* **GOAL**: Could you return every one of the records below word for word, with each line left unchanged?
——
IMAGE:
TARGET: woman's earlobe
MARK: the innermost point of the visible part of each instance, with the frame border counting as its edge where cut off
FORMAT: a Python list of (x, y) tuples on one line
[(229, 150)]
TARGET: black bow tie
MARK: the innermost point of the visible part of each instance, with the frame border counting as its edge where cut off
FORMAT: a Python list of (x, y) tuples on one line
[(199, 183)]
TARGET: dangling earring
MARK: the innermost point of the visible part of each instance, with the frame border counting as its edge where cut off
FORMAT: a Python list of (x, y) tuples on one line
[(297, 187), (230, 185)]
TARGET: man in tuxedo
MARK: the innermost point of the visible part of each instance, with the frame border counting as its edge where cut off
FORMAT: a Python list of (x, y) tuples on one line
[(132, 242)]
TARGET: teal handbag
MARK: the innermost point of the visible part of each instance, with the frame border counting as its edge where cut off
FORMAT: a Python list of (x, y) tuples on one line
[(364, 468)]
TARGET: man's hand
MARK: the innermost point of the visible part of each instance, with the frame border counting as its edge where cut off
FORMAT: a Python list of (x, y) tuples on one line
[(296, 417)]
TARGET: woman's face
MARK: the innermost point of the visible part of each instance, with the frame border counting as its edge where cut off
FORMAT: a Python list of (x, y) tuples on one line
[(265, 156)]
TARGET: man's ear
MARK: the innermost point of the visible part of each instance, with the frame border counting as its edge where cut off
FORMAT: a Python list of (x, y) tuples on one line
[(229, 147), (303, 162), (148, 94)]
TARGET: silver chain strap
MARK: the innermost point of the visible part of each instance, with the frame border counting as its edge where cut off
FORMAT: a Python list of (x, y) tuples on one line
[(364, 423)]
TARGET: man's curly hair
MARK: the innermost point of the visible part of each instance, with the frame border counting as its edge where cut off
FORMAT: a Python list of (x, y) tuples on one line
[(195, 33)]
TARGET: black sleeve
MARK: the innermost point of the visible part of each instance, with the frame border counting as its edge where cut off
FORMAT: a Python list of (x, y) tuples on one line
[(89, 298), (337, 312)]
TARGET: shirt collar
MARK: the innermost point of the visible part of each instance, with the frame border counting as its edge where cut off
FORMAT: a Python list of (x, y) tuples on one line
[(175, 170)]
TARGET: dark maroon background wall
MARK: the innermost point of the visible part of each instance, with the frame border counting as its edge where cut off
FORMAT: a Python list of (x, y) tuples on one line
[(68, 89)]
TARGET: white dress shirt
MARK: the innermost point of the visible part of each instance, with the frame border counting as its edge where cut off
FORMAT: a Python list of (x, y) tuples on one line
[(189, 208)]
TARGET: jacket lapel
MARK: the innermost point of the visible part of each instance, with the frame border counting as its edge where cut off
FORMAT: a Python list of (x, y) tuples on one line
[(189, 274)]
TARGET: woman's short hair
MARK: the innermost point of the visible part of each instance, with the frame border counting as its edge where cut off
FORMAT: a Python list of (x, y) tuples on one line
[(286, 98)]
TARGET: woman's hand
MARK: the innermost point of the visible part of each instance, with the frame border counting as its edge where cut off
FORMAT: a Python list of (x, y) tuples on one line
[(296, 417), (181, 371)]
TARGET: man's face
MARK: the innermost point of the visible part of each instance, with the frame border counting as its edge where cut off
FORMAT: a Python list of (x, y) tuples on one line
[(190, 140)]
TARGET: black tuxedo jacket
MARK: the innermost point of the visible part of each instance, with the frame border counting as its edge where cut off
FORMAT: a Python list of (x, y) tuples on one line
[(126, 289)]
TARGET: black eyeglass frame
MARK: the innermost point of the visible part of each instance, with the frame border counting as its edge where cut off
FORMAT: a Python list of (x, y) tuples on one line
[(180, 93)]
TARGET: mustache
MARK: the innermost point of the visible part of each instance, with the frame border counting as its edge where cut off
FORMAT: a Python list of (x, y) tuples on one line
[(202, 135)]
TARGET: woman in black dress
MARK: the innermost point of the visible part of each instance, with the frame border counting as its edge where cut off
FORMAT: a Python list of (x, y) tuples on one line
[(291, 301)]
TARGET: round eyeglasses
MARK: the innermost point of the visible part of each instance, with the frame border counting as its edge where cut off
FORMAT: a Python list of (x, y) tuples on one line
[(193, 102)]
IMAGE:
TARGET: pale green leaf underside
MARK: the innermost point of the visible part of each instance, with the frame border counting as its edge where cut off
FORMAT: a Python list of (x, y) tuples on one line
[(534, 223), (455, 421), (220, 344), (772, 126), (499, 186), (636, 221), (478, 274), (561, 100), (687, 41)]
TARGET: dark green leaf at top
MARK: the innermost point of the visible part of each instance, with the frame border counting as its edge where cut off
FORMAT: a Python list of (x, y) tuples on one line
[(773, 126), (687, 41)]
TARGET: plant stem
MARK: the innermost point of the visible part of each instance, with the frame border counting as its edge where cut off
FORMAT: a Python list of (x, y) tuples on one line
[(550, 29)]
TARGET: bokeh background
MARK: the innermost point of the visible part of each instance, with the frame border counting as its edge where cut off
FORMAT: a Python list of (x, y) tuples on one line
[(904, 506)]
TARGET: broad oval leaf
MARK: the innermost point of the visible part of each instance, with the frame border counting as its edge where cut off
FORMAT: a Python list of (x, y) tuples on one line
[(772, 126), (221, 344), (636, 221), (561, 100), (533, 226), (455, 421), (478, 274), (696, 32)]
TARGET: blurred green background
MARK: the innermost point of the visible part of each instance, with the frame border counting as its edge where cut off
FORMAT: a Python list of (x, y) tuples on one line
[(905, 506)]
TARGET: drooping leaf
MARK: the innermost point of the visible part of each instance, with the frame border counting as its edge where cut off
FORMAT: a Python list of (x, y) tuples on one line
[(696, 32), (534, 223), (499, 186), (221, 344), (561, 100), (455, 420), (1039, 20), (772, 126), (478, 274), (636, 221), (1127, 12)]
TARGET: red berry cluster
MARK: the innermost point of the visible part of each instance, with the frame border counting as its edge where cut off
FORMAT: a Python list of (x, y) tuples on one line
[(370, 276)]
——
* **RESPONSE**:
IMAGE:
TARGET: woman's earlobe
MARK: the innermost point of the visible part of each instance, with the frame border counting as its edge where cut off
FORMAT: a Python list of (x, y) tuples on one line
[(229, 150)]
TARGET: black bow tie
MARK: the innermost point of the visible part of each instance, with the frame border counting as its edge where cut off
FORMAT: a Python list of (x, y) tuples on one line
[(199, 183)]
TARGET: dangling earring
MARK: the innermost point of the visible part of each instance, with the frame border counting as its edge where cut off
FORMAT: a Python list of (x, y) tuples on one line
[(297, 187), (230, 185)]
TARGET: man in tuxedo
MARK: the innermost point of the visible part of each instance, with the frame border counting as its edge where cut off
FORMAT: a Python list of (x, y) tuples on one line
[(132, 242)]
TARGET: teal handbag
MARK: the innermost point of the visible part of each instance, with the frame border counting as its edge where cut off
FORMAT: a Python list of (x, y) tuples on one line
[(364, 468)]
TARGET: man's hand
MARK: the innermost point of the visible part of each instance, with the frame border counting as its edge where cut off
FORMAT: a Python list of (x, y) tuples on one line
[(296, 417)]
TARGET: woman's face
MARK: the innermost point of the visible part of each instance, with the frame border counting as its edge where cut off
FORMAT: a Python list of (x, y) tuples on one line
[(265, 156)]
TARGET: man's ear
MARK: the innermost point of the visible part of each instance, with the frame border counting as its edge where cut off
FORMAT: a Python list of (x, y) tuples on one line
[(229, 147), (303, 162), (148, 94)]
TARGET: silver chain strap
MARK: the innermost point of the visible part of each instance, with the frame border counting as its edge where cut off
FORMAT: a Python list of (x, y) tuples on one line
[(364, 423)]
TARGET: man's curly hair
MARK: the innermost point of the visible part of each instance, with the frame border counting as its edge where cut off
FORMAT: a Python list of (x, y) tuples on one line
[(195, 33)]
TARGET: black sleeve
MARK: the innermost point of the visible part of each instance, with the frame border counting as its edge where cut off
FORMAT: a Python list of (x, y) tuples on one line
[(89, 298), (337, 312)]
TARGET: shirt collar
MARK: the innermost point of the visible part of each instance, with the frame border counting as its edge where cut off
FORMAT: a Python list of (x, y) tuples on one line
[(175, 170)]
TARGET: dark maroon background wall
MARK: the innermost point of the visible part of each instance, with the frame border counting as its edge where cut off
FORMAT: a Python list of (x, y) tuples on one line
[(68, 89)]
TARGET: white dress shirt
MARK: the innermost point of the visible part of each instance, with the frame border counting as its edge where cut off
FORMAT: a Python list of (x, y) tuples on one line
[(189, 208)]
TARGET: jacket lapel
MARK: the innermost point of the visible part of each instance, with the frame border counting as its edge where cut off
FORMAT: a Python list of (x, y) tuples on one line
[(189, 274)]
TARGET: woman's short hair
MARK: the innermost point of the visible part of each instance, with the frame border counting as its edge where cut off
FORMAT: a Python list of (x, y) tuples on one line
[(286, 98)]
TARGET: woman's hand
MARK: the innermost point of the visible part of each instance, with the frame border counting as its edge where cut off
FORMAT: a Python list of (x, y) tuples on one line
[(296, 417), (181, 371)]
TARGET: man's face
MARK: the innermost point of the visible part of each instance, with the frame border counting as its edge where cut off
FORMAT: a Python list of (x, y) tuples on one line
[(190, 140)]
TARGET: black tuxedo jacket
MARK: the innermost point of the visible part of each instance, with the frame border counting as its edge where cut off
FORMAT: a Python list of (x, y) tuples on one line
[(126, 289)]
TARGET: black eyeglass frame
MARK: the innermost point of the visible part of each instance, with the frame border counting as its edge where cut off
FORMAT: a Python list of (x, y) tuples on one line
[(180, 93)]
TARGET: mustache
MARK: the innermost point of the visible part of each instance, with the frame border counting as its edge where cut off
FORMAT: a Python list of (x, y) tuples on one line
[(202, 135)]
TARGET: woman in black dress
MARK: the innermost point of the visible part of each instance, with the frame border counting as its edge where cut off
FORMAT: a Python list of (x, y) tuples on one line
[(291, 301)]
TARGET: round eyeglasses
MARK: the innermost point of the visible part of each instance, with the frame border counting as its edge where cut off
FORMAT: a Python list of (x, y) tuples on one line
[(193, 102)]
IMAGE:
TARGET: pale green leaf underside
MARK: the innermost point of the visible part of each instance, with the frame border counting as its edge where cut off
FORMAT: a Python list of (x, y) tuples on one line
[(534, 223), (455, 421), (220, 344), (772, 126), (499, 186), (636, 221), (478, 274), (561, 100), (687, 41)]
TARGET: dark green leaf at top
MARK: the innermost point of the visible part of each instance, with the frame border counting as its edge where cut off
FORMAT: a Python list of (x, y) tuples on one line
[(773, 126), (687, 41)]
TARGET: plant stem
MARK: the innermost point of the visible part of each instance, with the frame border counting as its edge where cut off
FORMAT: a Python list of (x, y) tuples on one line
[(550, 29)]
TARGET: bokeh background
MARK: the innermost point of the visible part of each instance, with the frame border counting as its edge where cut off
FORMAT: a Python list of (x, y) tuples on one line
[(904, 506)]
TARGET: broad oval leaf
MARK: the innermost point of the visible part of each instance, with the frame border counting as its edge where cut off
FORMAT: a Python list of (x, y) tuples on one line
[(772, 126), (221, 344), (636, 221), (561, 100), (533, 226), (455, 421), (478, 274), (696, 32)]
TARGET: blurred green background
MARK: the innermost point of the visible part of each instance, with the frame border counting as its edge where cut off
FORMAT: a Python list of (x, y) tuples on one line
[(905, 506)]
TARGET: drooping leaf
MARK: the innermost point of the visible part of each instance, with the frame border counting as its edge where cut off
FORMAT: a Python list of (x, y) tuples on one line
[(696, 32), (534, 223), (499, 186), (221, 344), (561, 100), (455, 420), (1039, 20), (772, 126), (478, 274), (636, 221), (1127, 12)]
TARGET: red berry cluster
MARK: the innermost point of the visible part of each instance, with the frame border counting as its edge where cut off
FORMAT: a Python list of (x, y) tuples on one line
[(370, 276)]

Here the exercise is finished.